Required tasks:
**1)** List every init or service-supervision system named in the email about runit below.
**2)** In the email about runit below, which two systems does Martin Steigerwald say his package currently supports?
**3)** Transcribe the part of the email about runit below that opens with the words containing "On Mon, 08 Jul" and closes with "still be there.".

Passage:

[start]

On Mon, 08 Jul 2019 10:54:58 +0200
Martin Steigerwald <martin@???> wrote:
> Steve Litt - 07.07.19, 01:26:
> > I can't think of anything I or anyone could do, regarding runit
> > runscripts, that would adversely affect sysvinit. As far as systemd,
> > runit and s6 are never going to use the systemd mechanism by which
> > service A tells systemd that it's loaded, but if someone switched
> > back to systemd, that mechanism will still be there.
>
> Why? Currently my package supports both systems with sysvinit as well
> as systemd. There are different debhelper commands for that. I'd
> imagine that would work with runit as well.
Your contention and mine don't contradict: They say the same thing:
There's nothing inherent in runit or s6 that would sabotage one's
moving to sysvinit or systemd for init purposes.

[end]

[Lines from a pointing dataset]

[start]

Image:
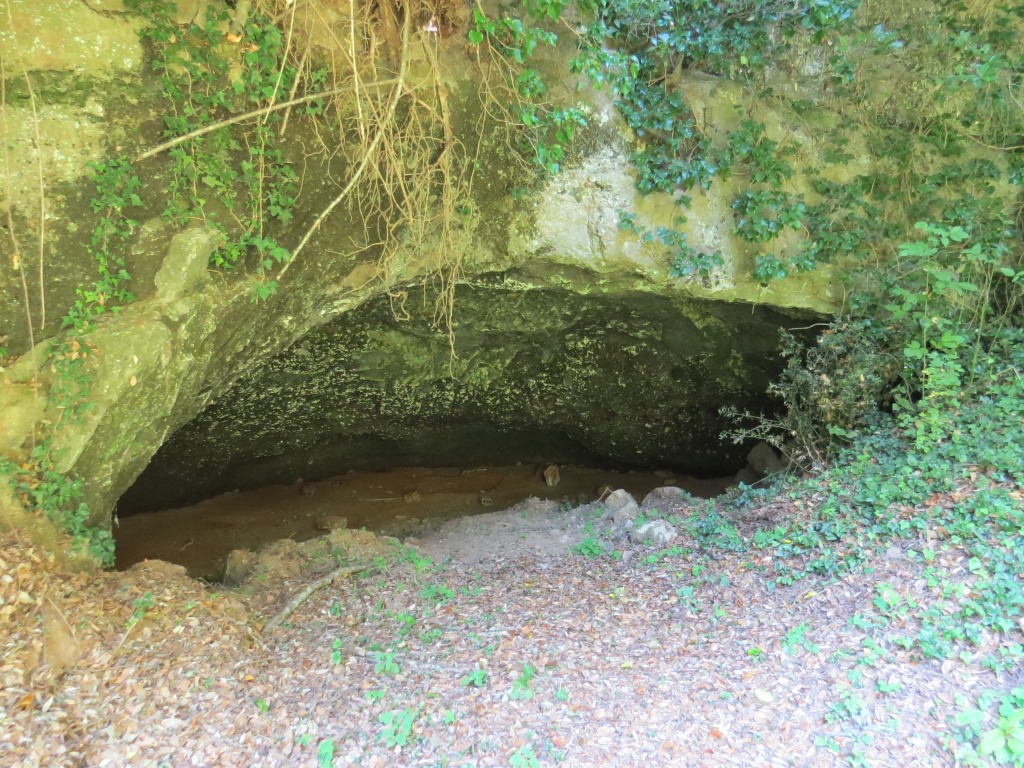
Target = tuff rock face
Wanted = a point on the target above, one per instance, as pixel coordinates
(571, 340)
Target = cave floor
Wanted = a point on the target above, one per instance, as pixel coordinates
(534, 654)
(398, 502)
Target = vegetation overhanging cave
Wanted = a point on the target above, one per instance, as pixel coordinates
(619, 381)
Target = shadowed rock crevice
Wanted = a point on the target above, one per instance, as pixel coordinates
(540, 375)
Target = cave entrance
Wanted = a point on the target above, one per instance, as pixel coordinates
(371, 418)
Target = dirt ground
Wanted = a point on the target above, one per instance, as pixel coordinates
(504, 648)
(398, 502)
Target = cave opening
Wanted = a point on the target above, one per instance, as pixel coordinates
(380, 419)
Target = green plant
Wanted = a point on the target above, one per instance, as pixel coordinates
(798, 637)
(520, 687)
(385, 664)
(524, 758)
(477, 678)
(397, 730)
(325, 753)
(438, 594)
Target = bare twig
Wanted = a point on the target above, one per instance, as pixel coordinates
(368, 154)
(254, 114)
(300, 598)
(8, 206)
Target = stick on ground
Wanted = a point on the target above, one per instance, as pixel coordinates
(300, 598)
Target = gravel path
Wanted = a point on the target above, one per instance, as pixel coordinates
(529, 655)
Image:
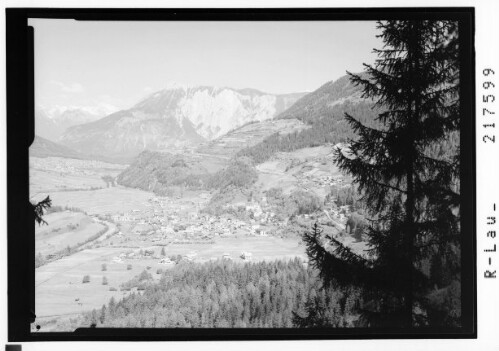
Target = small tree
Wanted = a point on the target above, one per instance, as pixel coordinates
(40, 208)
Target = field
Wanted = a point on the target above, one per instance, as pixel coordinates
(101, 201)
(59, 283)
(139, 221)
(55, 174)
(304, 168)
(64, 229)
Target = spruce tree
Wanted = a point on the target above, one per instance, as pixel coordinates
(411, 192)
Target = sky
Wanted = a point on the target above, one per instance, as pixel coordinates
(116, 64)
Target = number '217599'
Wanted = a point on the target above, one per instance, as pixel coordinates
(488, 100)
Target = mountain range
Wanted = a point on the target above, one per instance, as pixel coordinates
(51, 123)
(175, 117)
(208, 120)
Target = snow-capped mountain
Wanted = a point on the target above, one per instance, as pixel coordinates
(52, 122)
(174, 117)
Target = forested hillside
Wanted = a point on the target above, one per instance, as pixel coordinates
(223, 294)
(160, 172)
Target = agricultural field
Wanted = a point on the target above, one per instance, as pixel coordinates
(60, 290)
(64, 229)
(101, 201)
(309, 169)
(55, 174)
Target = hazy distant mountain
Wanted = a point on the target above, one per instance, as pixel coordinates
(51, 123)
(175, 117)
(42, 147)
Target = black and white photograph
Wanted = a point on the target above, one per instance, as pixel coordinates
(247, 174)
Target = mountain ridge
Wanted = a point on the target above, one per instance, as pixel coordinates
(175, 118)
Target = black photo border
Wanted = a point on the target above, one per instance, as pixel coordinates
(20, 134)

[end]

Answers given:
**1)** runit, s6, sysvinit, systemd

**2)** sysvinit and systemd

**3)**
On Mon, 08 Jul 2019 10:54:58 +0200
Martin Steigerwald <martin@???> wrote:
> Steve Litt - 07.07.19, 01:26:
> > I can't think of anything I or anyone could do, regarding runit
> > runscripts, that would adversely affect sysvinit. As far as systemd,
> > runit and s6 are never going to use the systemd mechanism by which
> > service A tells systemd that it's loaded, but if someone switched
> > back to systemd, that mechanism will still be there.